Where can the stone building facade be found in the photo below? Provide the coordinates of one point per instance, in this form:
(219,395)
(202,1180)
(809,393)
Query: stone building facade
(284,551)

+--

* Obiettivo dichiarato:
Restituisci identiche tutte le righe del materiale riportato sopra, senza cambiare nulla.

* Risultato completo:
Where can the stone building facade be found in the photo below? Provide the coordinates of one point per instance, in this form:
(219,395)
(202,1180)
(809,393)
Query: stone building facade
(284,551)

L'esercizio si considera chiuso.